__Consigne écrite 1__.
Dans la critique de Trinity Rebirth, sur quoi se concentre le récit consacré à Wonder Woman ?
__Consigne écrite 2__.
Reproduisez fidèlement le passage de la critique de Trinity Rebirth allant de « Réunir les trois » à « rien de nouveau. ».

__Extrait__.
::::::::::
Un superbe récit qui, bien que classique et sans grande surprise, joue plusieurs rôles !

Trinity Rebirth est un titre que j'attendais beaucoup. Il faut dire qu'il réunit trois réussites de ce Rebirth. Superman est clairement la plus grande réussite des trois super-héros, le relaunch lui a fait énormément de bien ! Wonder Woman est probablement mon super-héros préféré et si, je regrette la mythologie développée pendant les New 52, simplement formidable, le fait est que la mystérieuse cohabitation des origines pré-Flashpoint et post-Flashpoint était intéressant. Deux arcs traités en parallèle, un premier très bon revenant sur ses origines et un plus classique s'inscrivant dans la chronologie DC contemporaine. La qualité reste de mise. Finalement, malgré ses nombreuses qualités, c'est finalement le titre Batman qui me surprend le moins, ou du moins provoque le moins d'émotions. Mais les titres du chevalier noir, il faut l'avouer font preuve d'une assez surprenante constance dans leur qualité depuis très longtemps.


Réunir les trois super-héros, c'était donc signe d'un récit exceptionnel. Et je vais commencer tout de suite par le point qui pourrait lui être reprocher, celui-ci n'est pas très surprenant. On apprend même finalement rien sur les personnages. Le récit revient sur trois pans de la vie des super-héros très connus, les trois retourneront ensemble dans leur passé. Le récit concernant Superman se concentrant sur la relation qu'il avait avec son père enfant, celui de Batman sur la mort de ses parents et son traumatisme, enfin celui de Wonder Woman sur son choix de quitter l'île de Themyscira. Techniquement donc, pendant une première moitié du volume, on n'apprend rien de nouveau.
::::::::::
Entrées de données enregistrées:

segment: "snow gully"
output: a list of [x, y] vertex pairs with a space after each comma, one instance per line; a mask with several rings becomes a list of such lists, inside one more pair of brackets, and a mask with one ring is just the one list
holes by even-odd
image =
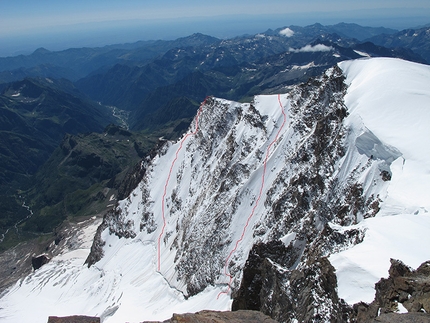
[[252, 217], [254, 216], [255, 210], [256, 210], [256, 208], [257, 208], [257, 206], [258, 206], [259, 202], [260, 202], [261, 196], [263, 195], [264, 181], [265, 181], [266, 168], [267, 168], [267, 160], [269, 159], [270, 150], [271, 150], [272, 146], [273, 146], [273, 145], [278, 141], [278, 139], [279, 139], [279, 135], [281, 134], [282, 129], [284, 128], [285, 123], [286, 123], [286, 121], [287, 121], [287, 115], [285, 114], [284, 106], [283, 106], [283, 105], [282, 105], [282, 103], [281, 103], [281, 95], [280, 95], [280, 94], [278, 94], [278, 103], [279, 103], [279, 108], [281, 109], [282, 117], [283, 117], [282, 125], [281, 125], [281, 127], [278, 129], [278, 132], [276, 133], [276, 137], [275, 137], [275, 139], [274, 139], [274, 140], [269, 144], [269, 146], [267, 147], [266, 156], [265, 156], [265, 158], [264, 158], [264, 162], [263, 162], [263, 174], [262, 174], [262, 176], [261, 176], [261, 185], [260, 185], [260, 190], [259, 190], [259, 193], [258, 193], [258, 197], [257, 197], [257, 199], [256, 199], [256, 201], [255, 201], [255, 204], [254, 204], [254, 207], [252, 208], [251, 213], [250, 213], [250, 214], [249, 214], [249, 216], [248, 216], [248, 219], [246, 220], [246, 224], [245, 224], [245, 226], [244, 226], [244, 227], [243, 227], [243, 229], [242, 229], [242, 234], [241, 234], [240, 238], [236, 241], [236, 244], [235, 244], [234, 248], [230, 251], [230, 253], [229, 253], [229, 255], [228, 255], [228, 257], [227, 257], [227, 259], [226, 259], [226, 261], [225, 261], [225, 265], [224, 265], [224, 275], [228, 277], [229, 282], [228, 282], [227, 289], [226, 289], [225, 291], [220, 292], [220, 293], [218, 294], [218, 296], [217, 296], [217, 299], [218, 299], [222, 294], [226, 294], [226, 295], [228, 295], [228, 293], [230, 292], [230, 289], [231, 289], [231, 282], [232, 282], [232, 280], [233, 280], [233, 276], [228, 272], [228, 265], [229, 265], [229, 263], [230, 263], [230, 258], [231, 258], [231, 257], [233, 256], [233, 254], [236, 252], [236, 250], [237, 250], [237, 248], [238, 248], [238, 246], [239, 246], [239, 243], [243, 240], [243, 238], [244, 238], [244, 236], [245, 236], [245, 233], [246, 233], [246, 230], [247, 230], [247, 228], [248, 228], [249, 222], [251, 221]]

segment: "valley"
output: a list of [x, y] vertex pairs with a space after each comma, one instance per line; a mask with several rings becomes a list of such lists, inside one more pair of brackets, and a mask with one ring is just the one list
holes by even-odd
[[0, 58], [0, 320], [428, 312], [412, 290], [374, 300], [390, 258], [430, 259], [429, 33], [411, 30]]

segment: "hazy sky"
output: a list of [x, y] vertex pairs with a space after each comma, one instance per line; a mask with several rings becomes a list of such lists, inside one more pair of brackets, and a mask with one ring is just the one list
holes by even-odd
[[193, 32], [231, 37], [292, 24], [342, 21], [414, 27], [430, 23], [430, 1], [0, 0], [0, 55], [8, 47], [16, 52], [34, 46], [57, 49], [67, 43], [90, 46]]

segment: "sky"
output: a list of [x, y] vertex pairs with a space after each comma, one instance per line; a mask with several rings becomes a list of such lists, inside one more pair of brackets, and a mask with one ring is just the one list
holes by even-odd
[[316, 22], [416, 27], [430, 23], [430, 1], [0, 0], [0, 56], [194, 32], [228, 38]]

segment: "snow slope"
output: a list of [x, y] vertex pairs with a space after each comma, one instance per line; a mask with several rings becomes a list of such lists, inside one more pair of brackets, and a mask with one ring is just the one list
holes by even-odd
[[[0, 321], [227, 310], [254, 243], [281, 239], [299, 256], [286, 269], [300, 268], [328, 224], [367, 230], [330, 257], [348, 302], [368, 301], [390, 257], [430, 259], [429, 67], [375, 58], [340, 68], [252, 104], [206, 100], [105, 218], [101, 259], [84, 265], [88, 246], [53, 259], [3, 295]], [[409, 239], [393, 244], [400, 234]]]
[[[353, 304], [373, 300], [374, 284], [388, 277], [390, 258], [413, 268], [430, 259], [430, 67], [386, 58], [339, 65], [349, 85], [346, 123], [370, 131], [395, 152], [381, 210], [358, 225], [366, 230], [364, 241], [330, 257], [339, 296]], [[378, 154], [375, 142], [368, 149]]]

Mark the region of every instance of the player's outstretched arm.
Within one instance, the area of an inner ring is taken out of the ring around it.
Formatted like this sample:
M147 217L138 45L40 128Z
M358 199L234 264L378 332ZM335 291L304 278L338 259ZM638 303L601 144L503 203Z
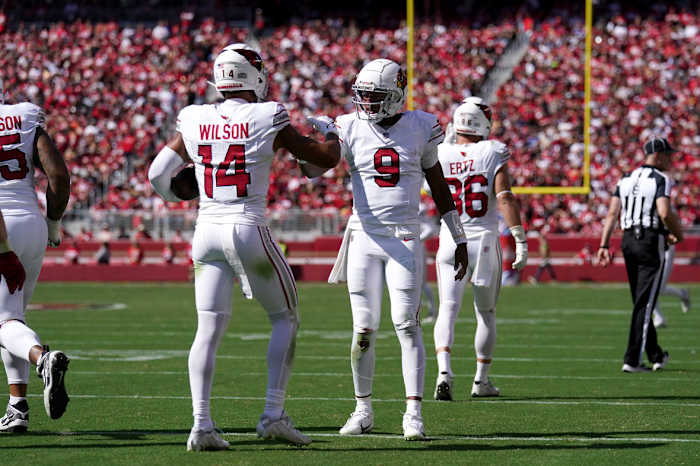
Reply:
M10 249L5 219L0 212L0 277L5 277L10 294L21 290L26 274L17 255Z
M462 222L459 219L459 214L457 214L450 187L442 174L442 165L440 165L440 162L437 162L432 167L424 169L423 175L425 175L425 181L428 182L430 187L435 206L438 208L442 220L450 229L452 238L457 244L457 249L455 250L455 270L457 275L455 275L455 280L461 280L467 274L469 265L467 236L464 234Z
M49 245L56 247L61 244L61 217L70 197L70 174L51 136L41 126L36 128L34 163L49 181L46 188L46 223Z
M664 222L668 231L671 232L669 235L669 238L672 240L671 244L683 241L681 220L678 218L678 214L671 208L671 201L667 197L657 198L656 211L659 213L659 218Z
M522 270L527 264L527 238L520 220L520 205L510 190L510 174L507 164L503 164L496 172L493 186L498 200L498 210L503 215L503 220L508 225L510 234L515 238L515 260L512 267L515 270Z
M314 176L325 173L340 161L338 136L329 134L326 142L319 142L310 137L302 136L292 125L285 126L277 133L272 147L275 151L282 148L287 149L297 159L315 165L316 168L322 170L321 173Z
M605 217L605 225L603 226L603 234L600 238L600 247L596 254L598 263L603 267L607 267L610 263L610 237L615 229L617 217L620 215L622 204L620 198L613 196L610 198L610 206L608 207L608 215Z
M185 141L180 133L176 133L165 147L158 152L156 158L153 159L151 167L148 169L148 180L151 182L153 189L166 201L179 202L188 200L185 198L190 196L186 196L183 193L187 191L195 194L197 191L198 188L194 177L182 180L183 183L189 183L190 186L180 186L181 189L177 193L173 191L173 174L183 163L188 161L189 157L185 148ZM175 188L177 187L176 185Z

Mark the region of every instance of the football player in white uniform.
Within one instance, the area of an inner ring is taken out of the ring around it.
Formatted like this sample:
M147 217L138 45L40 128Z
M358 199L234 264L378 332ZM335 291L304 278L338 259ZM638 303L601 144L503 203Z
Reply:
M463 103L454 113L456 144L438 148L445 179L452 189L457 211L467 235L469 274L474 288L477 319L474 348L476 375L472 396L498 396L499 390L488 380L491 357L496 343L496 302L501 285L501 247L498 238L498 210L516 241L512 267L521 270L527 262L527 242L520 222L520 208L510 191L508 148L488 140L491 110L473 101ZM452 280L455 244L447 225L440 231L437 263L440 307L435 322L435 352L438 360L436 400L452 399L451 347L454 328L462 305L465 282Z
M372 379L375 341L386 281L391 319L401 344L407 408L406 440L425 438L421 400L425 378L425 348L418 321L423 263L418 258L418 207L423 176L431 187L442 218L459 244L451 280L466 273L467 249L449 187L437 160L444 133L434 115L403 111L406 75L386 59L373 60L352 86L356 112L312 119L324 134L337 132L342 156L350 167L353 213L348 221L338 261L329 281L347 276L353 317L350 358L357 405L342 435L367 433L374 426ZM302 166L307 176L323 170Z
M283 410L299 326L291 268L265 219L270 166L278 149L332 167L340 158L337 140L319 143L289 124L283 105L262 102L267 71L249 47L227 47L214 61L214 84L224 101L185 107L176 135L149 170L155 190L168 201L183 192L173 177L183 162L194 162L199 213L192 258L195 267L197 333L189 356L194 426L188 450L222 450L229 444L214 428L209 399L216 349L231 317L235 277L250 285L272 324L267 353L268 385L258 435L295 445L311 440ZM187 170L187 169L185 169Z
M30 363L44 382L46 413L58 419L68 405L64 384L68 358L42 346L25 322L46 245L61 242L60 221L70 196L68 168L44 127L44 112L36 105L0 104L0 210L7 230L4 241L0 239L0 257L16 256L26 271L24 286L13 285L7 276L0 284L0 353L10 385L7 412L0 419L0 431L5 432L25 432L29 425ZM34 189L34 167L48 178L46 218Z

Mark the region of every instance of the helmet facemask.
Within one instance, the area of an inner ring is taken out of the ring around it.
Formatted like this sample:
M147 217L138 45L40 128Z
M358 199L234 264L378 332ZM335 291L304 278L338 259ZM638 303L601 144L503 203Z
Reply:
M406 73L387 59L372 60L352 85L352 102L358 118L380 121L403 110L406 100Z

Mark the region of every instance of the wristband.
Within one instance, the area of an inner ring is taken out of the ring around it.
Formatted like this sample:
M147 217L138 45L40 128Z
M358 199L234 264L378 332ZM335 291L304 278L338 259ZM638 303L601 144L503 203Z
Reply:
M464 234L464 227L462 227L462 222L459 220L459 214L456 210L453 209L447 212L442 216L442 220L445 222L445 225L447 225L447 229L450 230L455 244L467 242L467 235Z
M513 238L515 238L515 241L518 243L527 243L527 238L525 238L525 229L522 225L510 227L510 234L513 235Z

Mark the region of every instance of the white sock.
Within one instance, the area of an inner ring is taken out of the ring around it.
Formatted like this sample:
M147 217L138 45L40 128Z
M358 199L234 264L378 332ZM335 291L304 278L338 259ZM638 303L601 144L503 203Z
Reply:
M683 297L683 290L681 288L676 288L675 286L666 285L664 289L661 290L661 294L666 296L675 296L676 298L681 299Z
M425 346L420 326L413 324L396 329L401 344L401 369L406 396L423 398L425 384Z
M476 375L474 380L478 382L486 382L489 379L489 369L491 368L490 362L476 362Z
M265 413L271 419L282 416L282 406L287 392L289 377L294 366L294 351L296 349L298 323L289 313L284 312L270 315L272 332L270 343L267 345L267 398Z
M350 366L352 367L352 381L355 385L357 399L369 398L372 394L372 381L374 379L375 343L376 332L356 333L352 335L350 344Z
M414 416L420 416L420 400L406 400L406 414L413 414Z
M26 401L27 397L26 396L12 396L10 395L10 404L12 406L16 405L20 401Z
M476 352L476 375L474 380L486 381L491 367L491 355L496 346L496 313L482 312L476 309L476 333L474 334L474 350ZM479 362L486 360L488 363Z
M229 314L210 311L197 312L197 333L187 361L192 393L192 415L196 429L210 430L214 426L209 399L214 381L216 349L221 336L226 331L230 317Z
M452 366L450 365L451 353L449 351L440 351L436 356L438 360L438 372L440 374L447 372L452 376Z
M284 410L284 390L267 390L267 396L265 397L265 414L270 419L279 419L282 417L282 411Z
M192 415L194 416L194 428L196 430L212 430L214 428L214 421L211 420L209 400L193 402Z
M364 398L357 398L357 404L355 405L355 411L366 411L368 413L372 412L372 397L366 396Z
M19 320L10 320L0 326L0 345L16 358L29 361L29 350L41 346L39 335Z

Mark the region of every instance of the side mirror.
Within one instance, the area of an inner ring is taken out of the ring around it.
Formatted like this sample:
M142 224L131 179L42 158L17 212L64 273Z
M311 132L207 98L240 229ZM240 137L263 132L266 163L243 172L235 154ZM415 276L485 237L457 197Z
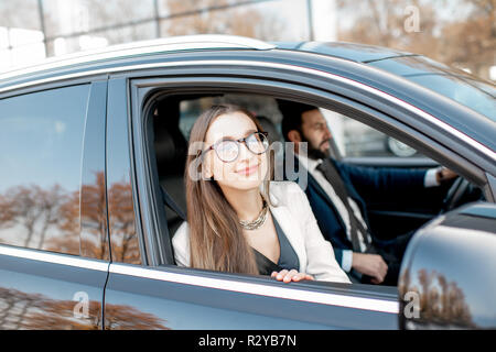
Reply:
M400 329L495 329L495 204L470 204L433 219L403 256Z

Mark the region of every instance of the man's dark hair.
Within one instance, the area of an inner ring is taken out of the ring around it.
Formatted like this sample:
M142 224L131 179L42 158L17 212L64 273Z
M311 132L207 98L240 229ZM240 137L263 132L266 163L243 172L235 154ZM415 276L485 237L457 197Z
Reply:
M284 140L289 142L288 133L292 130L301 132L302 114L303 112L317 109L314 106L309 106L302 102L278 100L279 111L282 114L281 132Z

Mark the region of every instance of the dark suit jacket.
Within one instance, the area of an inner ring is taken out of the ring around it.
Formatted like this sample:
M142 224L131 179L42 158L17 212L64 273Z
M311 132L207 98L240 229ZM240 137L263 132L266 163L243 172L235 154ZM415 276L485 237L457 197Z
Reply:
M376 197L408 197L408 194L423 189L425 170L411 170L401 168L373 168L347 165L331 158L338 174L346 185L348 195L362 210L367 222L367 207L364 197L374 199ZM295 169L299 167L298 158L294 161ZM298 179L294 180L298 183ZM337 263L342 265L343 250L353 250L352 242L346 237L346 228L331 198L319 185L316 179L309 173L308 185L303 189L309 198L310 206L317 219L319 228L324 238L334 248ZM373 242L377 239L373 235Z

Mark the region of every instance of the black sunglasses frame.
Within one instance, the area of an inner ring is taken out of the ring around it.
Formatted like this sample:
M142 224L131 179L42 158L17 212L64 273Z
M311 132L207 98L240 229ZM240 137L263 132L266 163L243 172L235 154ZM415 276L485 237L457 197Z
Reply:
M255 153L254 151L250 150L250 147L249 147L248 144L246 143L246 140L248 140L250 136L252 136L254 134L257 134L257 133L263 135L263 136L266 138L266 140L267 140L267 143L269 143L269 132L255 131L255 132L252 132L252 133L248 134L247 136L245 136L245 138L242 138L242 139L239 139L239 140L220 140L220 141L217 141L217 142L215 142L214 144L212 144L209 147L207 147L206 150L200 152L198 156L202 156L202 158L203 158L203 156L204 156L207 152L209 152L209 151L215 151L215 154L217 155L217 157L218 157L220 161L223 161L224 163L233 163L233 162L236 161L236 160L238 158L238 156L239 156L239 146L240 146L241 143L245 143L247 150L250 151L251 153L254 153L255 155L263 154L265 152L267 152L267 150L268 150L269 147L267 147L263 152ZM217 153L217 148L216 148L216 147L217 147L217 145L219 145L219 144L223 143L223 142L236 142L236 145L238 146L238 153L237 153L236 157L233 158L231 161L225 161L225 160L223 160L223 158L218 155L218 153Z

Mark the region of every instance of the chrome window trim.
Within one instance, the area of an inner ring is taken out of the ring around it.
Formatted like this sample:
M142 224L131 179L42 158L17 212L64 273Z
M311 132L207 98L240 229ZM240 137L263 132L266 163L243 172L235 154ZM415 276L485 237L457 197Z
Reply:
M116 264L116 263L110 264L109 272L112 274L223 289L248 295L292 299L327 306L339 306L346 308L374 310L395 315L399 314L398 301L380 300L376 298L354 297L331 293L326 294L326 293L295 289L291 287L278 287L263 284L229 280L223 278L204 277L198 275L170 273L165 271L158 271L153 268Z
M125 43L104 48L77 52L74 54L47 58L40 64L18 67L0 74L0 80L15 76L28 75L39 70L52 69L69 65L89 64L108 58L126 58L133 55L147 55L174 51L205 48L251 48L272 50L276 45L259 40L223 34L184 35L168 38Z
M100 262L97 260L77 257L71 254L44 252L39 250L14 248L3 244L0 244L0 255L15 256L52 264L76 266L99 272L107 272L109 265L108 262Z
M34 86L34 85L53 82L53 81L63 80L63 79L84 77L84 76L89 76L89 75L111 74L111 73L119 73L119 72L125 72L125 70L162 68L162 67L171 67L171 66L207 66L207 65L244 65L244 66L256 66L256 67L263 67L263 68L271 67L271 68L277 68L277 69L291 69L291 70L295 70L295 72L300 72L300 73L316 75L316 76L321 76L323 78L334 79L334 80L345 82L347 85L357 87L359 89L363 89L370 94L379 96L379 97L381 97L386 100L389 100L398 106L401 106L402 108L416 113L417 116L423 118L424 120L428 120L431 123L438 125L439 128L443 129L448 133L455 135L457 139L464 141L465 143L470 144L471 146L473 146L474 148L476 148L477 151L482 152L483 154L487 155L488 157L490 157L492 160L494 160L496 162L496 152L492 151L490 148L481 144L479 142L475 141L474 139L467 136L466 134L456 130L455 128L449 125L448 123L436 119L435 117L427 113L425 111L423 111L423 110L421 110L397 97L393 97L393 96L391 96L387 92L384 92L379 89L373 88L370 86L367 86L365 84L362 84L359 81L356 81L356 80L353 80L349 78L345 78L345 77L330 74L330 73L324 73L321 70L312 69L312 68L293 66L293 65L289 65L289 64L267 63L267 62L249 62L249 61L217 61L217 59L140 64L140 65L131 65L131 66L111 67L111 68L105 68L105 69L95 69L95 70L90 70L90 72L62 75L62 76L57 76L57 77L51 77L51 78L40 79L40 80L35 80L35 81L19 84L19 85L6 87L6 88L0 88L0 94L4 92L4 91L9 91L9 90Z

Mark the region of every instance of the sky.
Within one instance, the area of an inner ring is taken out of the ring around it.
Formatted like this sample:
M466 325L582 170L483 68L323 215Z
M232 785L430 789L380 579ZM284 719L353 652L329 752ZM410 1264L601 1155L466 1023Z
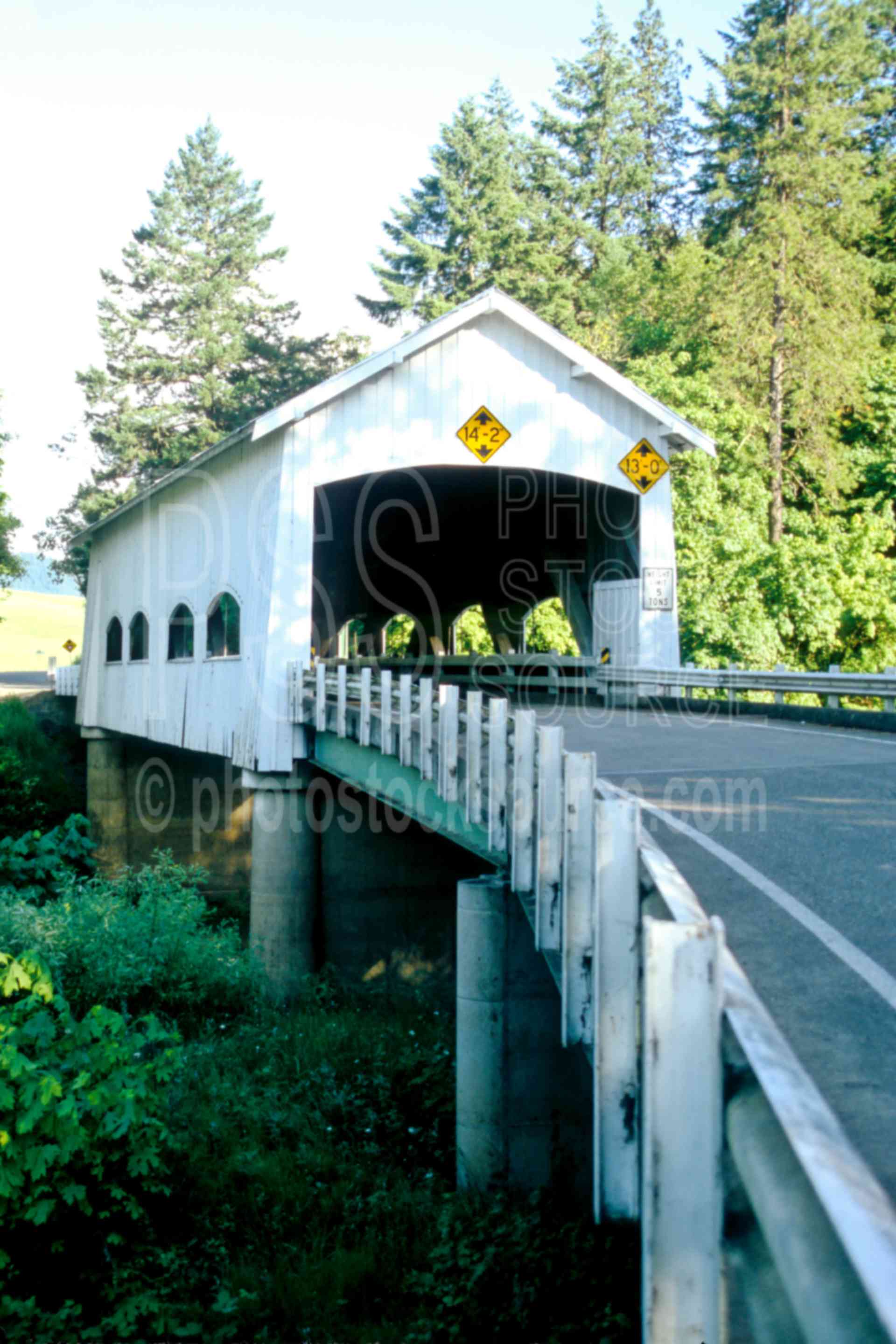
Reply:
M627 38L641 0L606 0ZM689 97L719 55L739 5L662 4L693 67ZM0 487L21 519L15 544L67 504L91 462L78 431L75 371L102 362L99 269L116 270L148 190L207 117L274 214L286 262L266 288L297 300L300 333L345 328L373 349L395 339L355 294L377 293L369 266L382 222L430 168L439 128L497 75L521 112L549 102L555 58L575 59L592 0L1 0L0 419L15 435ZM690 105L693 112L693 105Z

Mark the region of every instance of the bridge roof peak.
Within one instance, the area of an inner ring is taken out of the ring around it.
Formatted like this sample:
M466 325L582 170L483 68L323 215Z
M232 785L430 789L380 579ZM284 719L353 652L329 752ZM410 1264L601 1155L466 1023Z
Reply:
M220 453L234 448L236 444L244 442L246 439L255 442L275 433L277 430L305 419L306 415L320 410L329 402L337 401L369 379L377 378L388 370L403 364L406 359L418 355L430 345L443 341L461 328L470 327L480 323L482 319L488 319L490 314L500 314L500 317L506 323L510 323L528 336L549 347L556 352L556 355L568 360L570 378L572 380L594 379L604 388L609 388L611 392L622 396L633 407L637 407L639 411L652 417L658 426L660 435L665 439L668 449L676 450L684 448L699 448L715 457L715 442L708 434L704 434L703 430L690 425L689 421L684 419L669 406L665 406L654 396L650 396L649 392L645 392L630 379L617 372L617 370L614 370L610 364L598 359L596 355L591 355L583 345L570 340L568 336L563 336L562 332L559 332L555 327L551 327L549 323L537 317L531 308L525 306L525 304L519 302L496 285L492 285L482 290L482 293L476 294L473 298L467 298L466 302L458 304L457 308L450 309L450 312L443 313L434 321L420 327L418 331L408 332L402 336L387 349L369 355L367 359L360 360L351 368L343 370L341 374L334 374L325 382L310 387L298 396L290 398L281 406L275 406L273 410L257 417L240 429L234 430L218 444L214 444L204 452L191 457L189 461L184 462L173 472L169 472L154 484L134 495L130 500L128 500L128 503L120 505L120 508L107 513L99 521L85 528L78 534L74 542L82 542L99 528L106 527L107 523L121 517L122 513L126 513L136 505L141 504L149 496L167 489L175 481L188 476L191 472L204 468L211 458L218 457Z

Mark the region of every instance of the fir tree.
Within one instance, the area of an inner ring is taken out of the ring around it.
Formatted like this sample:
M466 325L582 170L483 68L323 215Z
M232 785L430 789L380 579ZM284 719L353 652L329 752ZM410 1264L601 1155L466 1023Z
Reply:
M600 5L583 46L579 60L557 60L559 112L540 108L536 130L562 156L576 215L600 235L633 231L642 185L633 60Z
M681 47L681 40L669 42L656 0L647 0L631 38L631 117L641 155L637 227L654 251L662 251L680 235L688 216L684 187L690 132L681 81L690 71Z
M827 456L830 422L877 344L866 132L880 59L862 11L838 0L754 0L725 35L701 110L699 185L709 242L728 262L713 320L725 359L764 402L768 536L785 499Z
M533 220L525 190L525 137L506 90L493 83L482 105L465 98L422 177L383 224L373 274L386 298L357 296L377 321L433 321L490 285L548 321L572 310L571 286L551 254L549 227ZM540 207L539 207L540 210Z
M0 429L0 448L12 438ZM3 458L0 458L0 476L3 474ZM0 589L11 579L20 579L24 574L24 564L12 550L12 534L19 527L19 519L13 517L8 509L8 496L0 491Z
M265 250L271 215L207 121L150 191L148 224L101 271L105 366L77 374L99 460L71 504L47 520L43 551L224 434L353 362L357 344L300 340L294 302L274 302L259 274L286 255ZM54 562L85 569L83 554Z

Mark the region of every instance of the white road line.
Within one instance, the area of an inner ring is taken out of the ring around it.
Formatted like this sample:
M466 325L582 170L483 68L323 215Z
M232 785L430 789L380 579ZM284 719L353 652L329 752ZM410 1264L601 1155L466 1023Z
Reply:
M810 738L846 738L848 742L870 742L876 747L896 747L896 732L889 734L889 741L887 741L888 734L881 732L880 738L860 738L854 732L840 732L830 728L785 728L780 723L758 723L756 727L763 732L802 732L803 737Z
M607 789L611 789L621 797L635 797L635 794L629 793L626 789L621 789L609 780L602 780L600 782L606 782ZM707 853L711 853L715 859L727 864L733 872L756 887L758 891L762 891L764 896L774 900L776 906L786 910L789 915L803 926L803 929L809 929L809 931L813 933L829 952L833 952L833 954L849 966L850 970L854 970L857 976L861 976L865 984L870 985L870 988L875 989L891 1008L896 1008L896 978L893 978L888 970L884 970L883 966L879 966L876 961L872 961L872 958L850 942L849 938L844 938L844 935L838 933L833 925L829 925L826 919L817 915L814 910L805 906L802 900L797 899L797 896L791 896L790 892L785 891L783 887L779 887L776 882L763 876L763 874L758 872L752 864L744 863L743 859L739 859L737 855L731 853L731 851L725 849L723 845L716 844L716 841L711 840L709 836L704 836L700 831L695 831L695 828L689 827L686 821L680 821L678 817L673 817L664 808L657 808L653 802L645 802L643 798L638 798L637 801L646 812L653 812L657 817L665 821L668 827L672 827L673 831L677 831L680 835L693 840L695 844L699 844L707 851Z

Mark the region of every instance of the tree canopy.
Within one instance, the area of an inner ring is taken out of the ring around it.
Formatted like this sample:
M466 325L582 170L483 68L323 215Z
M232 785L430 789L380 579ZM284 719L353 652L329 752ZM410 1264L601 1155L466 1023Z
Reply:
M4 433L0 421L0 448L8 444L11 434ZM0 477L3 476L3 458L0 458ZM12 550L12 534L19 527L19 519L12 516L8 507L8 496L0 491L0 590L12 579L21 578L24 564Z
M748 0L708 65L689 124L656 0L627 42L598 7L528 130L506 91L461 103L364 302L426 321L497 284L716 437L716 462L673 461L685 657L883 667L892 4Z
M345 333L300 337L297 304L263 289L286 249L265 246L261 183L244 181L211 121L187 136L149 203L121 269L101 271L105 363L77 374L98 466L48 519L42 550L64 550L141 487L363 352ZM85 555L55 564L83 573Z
::::::::::
__Résultat 1__.
Sur son choix de quitter l'île de Themyscira.

__Résultat 2__.
Réunir les trois super-héros, c'était donc signe d'un récit exceptionnel. Et je vais commencer tout de suite par le point qui pourrait lui être reprocher, celui-ci n'est pas très surprenant. On apprend même finalement rien sur les personnages. Le récit revient sur trois pans de la vie des super-héros très connus, les trois retourneront ensemble dans leur passé. Le récit concernant Superman se concentrant sur la relation qu'il avait avec son père enfant, celui de Batman sur la mort de ses parents et son traumatisme, enfin celui de Wonder Woman sur son choix de quitter l'île de Themyscira. Techniquement donc, pendant une première moitié du volume, on n'apprend rien de nouveau.